* START Records provided *

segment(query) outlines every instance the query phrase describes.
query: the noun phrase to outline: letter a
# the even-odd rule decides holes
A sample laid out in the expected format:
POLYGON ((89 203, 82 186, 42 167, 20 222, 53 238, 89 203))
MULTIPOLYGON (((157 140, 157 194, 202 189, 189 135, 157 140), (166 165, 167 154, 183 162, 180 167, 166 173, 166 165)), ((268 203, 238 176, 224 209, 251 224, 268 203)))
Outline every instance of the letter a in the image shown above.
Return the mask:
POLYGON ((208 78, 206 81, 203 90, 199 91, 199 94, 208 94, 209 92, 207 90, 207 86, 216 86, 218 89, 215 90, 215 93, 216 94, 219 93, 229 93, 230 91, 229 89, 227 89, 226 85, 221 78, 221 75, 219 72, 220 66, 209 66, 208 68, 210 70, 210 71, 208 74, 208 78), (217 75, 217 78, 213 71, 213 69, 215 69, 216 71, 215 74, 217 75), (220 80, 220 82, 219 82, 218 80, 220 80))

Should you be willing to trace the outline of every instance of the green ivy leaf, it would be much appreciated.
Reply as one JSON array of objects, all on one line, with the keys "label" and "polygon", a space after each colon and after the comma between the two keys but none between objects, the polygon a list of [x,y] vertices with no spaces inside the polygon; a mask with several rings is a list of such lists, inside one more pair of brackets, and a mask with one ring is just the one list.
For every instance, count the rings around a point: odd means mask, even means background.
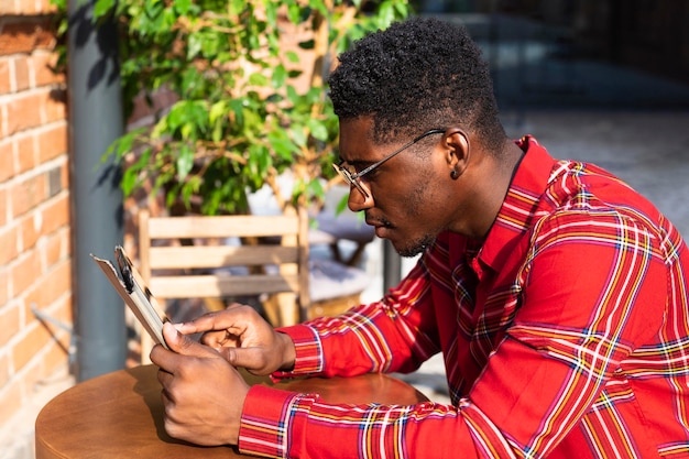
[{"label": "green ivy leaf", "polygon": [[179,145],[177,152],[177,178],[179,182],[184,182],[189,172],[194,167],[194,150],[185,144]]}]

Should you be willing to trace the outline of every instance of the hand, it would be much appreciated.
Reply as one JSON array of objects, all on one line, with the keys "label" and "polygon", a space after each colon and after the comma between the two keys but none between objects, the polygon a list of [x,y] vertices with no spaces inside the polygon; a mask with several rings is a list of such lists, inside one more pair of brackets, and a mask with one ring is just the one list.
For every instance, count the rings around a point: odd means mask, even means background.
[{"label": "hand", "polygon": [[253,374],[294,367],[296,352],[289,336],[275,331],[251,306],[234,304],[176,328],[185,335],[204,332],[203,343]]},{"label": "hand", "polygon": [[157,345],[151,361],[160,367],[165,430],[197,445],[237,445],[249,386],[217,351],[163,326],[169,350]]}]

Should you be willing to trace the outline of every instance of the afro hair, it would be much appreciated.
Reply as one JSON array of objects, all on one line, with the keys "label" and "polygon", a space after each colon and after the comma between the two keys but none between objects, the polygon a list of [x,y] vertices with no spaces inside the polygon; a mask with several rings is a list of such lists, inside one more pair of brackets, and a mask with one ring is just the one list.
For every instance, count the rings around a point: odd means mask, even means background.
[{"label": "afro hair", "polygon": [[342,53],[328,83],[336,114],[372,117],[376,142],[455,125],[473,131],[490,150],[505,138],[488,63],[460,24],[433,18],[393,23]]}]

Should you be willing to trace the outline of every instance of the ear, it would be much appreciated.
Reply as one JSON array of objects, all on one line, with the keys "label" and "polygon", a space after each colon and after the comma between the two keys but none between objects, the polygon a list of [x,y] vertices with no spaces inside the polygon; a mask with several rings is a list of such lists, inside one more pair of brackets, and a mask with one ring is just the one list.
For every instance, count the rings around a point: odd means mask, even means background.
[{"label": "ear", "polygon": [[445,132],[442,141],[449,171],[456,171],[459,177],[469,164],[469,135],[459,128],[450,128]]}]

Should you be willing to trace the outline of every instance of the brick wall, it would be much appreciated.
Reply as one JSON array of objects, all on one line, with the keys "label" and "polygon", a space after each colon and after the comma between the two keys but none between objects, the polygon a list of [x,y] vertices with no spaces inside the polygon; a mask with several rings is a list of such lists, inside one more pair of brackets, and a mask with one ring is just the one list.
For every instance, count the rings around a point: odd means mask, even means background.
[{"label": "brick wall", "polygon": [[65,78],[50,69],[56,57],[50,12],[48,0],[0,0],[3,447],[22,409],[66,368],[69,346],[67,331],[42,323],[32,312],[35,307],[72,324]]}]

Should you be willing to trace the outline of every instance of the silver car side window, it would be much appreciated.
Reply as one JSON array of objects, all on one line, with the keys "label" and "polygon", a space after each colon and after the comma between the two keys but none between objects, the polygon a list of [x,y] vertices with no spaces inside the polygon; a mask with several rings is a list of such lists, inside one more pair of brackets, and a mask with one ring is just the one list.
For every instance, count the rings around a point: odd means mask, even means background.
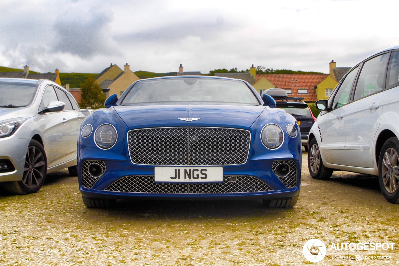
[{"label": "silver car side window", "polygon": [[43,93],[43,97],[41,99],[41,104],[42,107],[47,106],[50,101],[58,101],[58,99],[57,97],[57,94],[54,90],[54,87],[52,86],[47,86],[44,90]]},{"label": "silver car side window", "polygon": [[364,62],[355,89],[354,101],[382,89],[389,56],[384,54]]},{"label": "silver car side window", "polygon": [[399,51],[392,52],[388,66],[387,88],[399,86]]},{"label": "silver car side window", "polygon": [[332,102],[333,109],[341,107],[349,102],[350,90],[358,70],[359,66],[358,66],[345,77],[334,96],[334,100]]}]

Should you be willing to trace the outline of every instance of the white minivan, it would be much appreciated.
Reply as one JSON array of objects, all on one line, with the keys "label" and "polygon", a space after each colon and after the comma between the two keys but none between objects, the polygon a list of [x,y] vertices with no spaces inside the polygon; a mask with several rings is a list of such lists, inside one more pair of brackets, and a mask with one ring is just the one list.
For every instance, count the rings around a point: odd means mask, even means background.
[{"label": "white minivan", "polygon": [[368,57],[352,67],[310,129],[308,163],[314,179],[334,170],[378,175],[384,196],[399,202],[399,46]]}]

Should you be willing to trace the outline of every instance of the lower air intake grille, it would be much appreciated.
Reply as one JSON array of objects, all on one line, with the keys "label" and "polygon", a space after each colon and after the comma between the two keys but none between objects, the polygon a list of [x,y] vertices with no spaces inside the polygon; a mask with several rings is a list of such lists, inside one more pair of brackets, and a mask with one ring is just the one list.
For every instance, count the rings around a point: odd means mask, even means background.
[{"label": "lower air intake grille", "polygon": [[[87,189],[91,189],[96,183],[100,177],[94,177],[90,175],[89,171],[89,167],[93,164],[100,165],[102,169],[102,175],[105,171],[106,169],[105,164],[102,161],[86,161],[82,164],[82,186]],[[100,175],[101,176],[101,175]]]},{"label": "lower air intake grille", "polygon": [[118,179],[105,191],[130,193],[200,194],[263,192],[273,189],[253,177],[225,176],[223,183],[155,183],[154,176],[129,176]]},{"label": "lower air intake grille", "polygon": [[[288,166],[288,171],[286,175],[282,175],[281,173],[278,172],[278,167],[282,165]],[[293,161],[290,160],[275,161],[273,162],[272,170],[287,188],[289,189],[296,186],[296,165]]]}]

* END Records provided *
* START Records provided *

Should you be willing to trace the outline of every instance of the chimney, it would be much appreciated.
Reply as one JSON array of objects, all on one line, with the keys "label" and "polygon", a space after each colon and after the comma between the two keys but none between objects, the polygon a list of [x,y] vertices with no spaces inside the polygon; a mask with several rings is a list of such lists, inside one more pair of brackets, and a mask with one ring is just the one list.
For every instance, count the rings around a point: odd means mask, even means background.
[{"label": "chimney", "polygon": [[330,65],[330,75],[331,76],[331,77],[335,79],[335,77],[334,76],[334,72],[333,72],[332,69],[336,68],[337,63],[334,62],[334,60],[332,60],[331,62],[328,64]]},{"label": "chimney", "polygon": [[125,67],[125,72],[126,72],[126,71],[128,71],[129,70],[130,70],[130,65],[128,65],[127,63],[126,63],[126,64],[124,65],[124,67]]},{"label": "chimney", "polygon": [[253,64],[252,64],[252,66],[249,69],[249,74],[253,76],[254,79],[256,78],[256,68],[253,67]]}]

* END Records provided *

Repeat the entries word for word, starting with the line containing "segment(query) outlines every" and going on through the line containing "POLYGON ((89 203, 82".

▶ _Finished task_:
segment(query) outlines every instance the query phrase describes.
query: the noun phrase to outline: letter a
# the even-odd rule decides holes
A sample laid out in the expected format:
POLYGON ((89 203, 82 186, 42 167, 20 222, 53 238, 89 203))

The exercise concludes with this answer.